Tasks to perform -
[A] In the text on Mission San Luis de Apalachee below, turn the paragraph beginning "Mission San Luis de Apalachee (also known as San Luis de Talimali)" into a short bulleted list that keeps its main facts.
[B] According to the text on Mission San Luis de Apalachee below, on what date was the mission site designated a U.S. National Historic Landmark?
[C] Extend the text on Mission San Luis de Apalachee below, picking up right after its final sentence.

Page extract -
══════
Mission San Luis de Apalachee (also known as San Luis de Talimali) was a Spanish Franciscan mission built in 1656 in the Florida Panhandle, two miles west of the present-day Florida Capitol Building in Tallahassee, Florida. It was located in the descendent settlement of Anhaica (also as Anhayca Apalache or Inihayca) capital of Apalachee Province. The mission was part of Spain's effort to colonize the Florida Peninsula and to convert the Timucuan and Apalachee Indians to Christianity. The mission lasted until 1704 when it was evacuated and destroyed to prevent its use by an approaching militia of Creek Indians and South Carolinians.

The site where the mission stood was designated a U.S. National Historic Landmark on October 15, 1966.

In 1996, a project began to reconstruct some of the mission buildings on the site, based on archeological and historical evidence.

History
Apalachee Province was one of the most powerful and wealthy chiefdoms or provinces in Florida and the Apalachee were the most stratified and populous native peoples in Florida, surpassing the Timucua, Potano, Tocobaga, and Calusa. The Apalachee were part of the Mississippian culture of mound builders and had well-established administrative and religious systems.

First contact
In 1528, Pánfilo de Narváez is the first recorded European presence in Apalachee setting up camp south of Anhaica near present-day St. Marks. In 1539, Hernando de Soto wintered at Anhaica (in present-day Tallahassee) celebrating the first Christmas in the North America. In 1607, some Apalachee Indians requested friars and the first ones visited in 1608. In 1612 the Apalachees made a formal request for a mission but the Spanish did not oblige. In 1625 Apalachees began to send food supplies overland to St. Augustine, the major point of Spanish control over shipping and defense of La Florida. The Spanish, however, needed the densely populated and extremely fertile Apalachee Province to provide labor and provisions for St. Augustine.
══════
Dataset content -
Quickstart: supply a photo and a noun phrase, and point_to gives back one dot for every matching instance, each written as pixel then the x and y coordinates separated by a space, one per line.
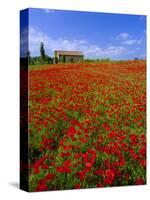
══════
Expected outputs -
[A]
- Spanish Franciscan mission built in 1656 in the Florida Panhandle, two miles west of the present-day Florida Capitol Building in Tallahassee
- Also known as San Luis de Talimali
- Located in the descendent settlement of Anhaica, capital of Apalachee Province
- Part of Spain's effort to colonize the Florida Peninsula and convert the Timucuan and Apalachee Indians to Christianity
- Evacuated and destroyed in 1704 so that an approaching militia of Creek Indians and South Carolinians could not use it

[B] October 15, 1966.

[C]
In 1633, Pedro Muñoz and Francisco Martínez launched a formal mission effort in Apalachee Province. In 1638 the first of 3 or 4 soldiers came to Apalachee Province to explore for ports and purchase foodstuffs for the governor. No evidence has been discovered indicating a fort or garrison was built then.

Spanish rule

From 1645 to 1651 soldiers lived at Asile Hacienda on Apalachee Province's eastern border. The soldiers and deputy governor were both removed late in 1651 and did not return until mid-1654 under a new governor.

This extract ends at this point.